> **YOUR ASSIGNMENT**
The answer should consist of each line from the data below that includes "find".

> **TASK INPUT**
==============================

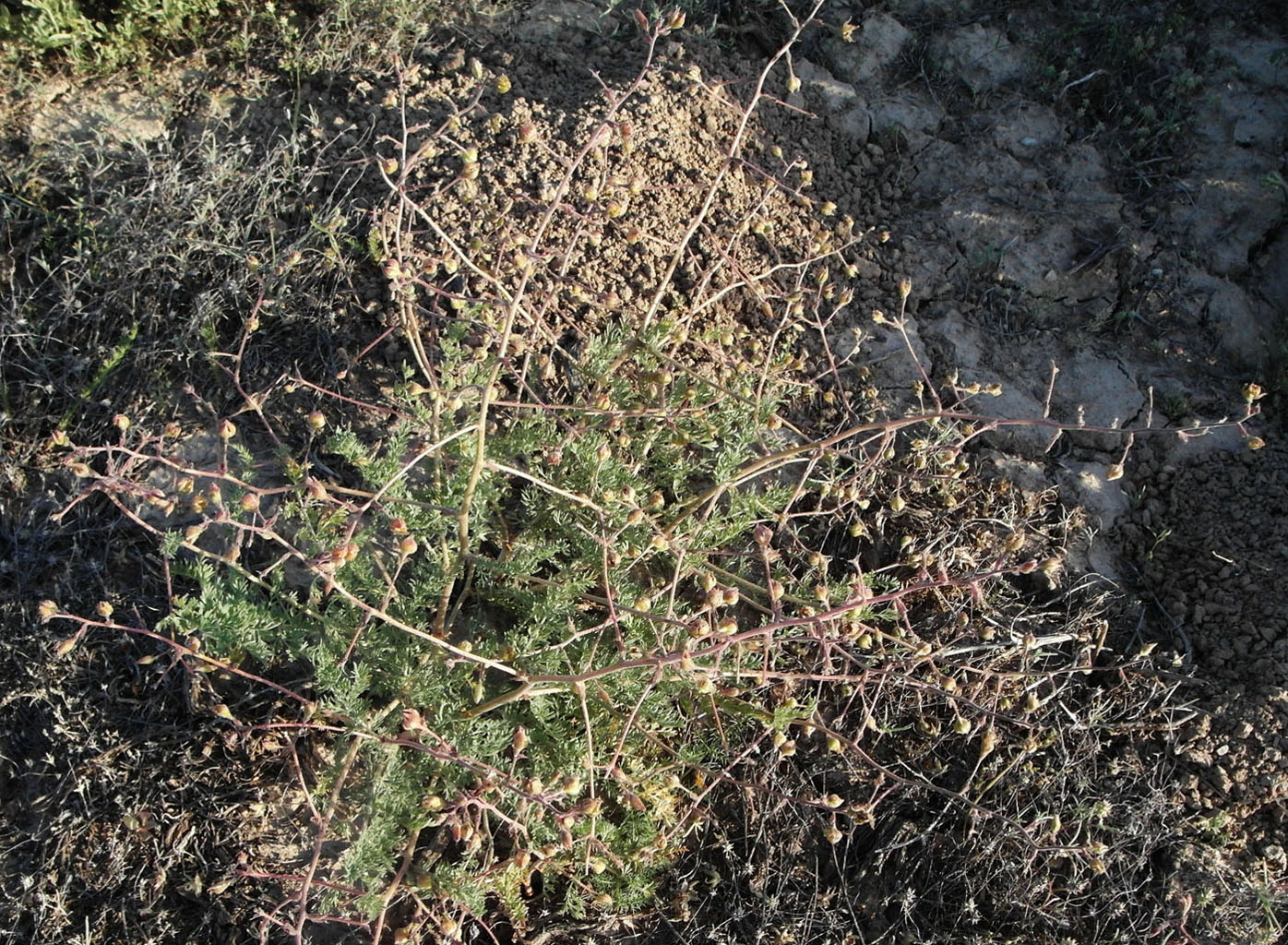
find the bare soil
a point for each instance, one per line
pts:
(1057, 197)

==============================

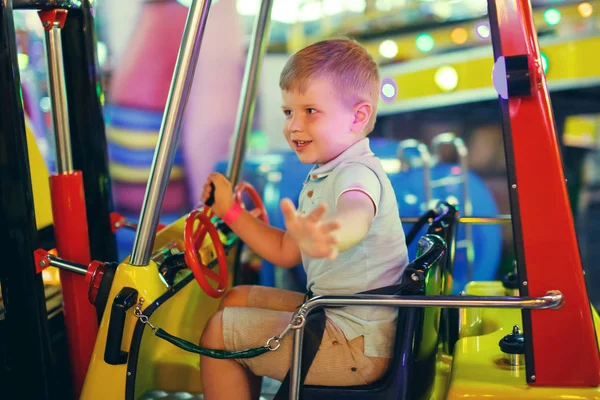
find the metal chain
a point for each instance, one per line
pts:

==============================

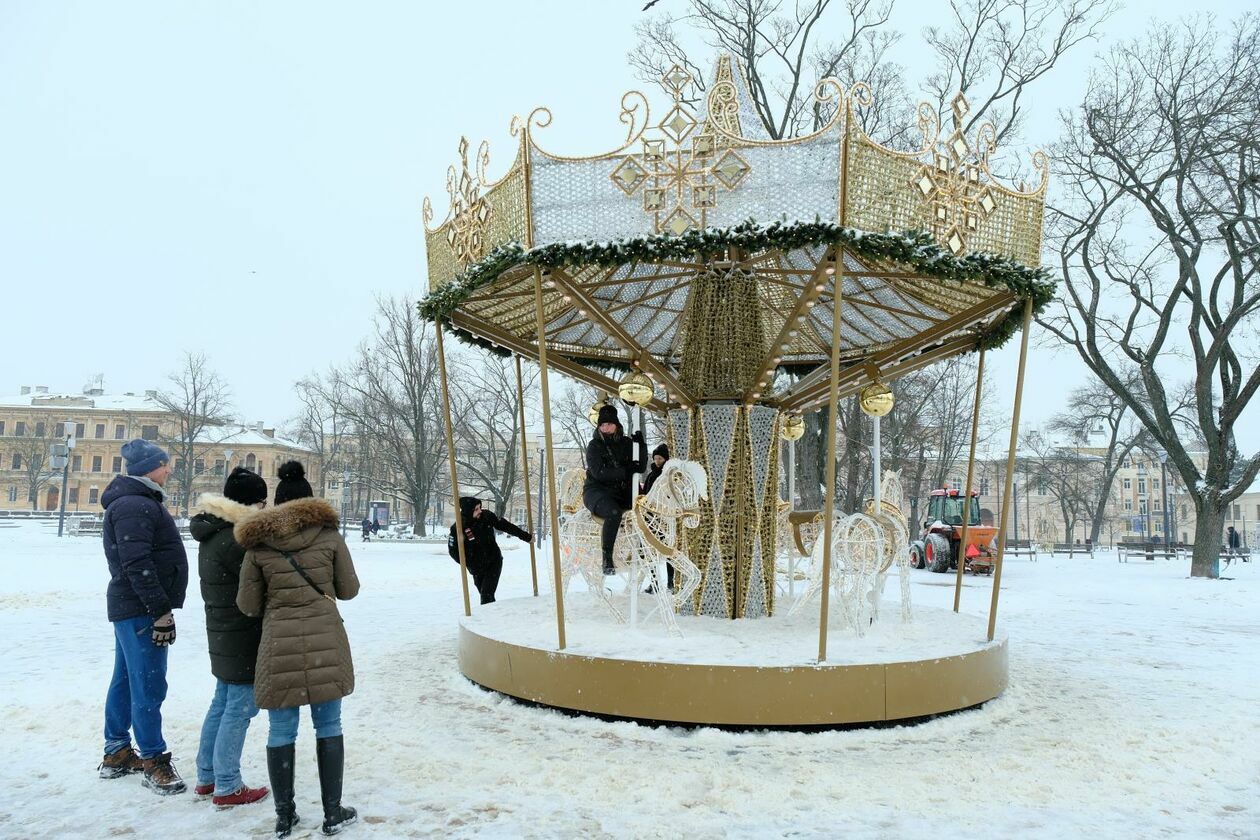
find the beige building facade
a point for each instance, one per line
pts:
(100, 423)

==============================

> **RESPONSE TO THIS EXERCISE**
find the bare soil
find the metal chain
find the beige building facade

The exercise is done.